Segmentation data
•••••

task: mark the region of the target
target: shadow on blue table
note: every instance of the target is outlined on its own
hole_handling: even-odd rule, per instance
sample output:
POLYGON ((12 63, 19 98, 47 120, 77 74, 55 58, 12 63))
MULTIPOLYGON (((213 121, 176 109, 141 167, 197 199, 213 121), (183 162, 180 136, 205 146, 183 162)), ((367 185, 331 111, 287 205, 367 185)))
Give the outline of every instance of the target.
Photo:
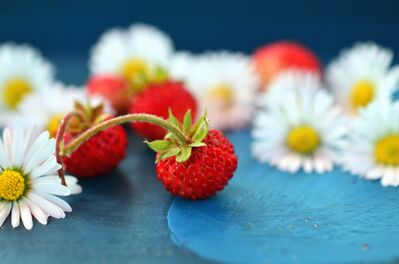
MULTIPOLYGON (((231 135, 239 168, 213 199, 176 199, 175 243, 229 263, 359 263, 398 259, 398 189, 339 169, 282 173, 249 155, 248 132, 231 135)), ((361 166, 361 164, 359 164, 361 166)))

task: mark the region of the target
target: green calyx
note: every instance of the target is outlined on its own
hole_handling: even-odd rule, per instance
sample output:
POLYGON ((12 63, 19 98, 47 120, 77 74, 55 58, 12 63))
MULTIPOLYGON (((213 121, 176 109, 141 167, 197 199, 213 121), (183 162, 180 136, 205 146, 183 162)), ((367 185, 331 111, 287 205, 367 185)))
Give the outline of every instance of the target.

•••••

_WORK INSTRUCTIONS_: Duplicate these lines word for word, leaving out the pictures.

_THE COMPLETED TASK_:
task: mark the region of the target
target: shadow on blue table
note: every instance of the target is outlined on its own
hole_handling: even-odd rule, per instance
sample output:
POLYGON ((12 63, 19 98, 47 120, 77 74, 55 58, 12 63))
MULTIPOLYGON (((213 121, 176 109, 141 167, 197 199, 213 121), (183 162, 180 136, 205 146, 183 162)), ((367 185, 331 111, 287 205, 367 185)))
Give the outline of every instance of the target.
Photo:
MULTIPOLYGON (((231 135, 239 168, 213 199, 176 199, 175 243, 229 263, 359 263, 398 259, 398 189, 339 169, 282 173, 249 155, 248 132, 231 135)), ((361 166, 361 164, 359 164, 361 166)))

task: mark the region of the target
target: green calyx
note: every instance of the target is outlined on its own
hole_handling: even-odd rule, per instance
sample output:
POLYGON ((12 63, 19 98, 47 120, 77 74, 55 58, 12 63))
MULTIPOLYGON (((213 121, 176 109, 141 167, 197 199, 213 121), (183 162, 180 136, 205 146, 183 162)), ((367 185, 331 111, 287 205, 367 185)))
Give the outline of every instance of the target.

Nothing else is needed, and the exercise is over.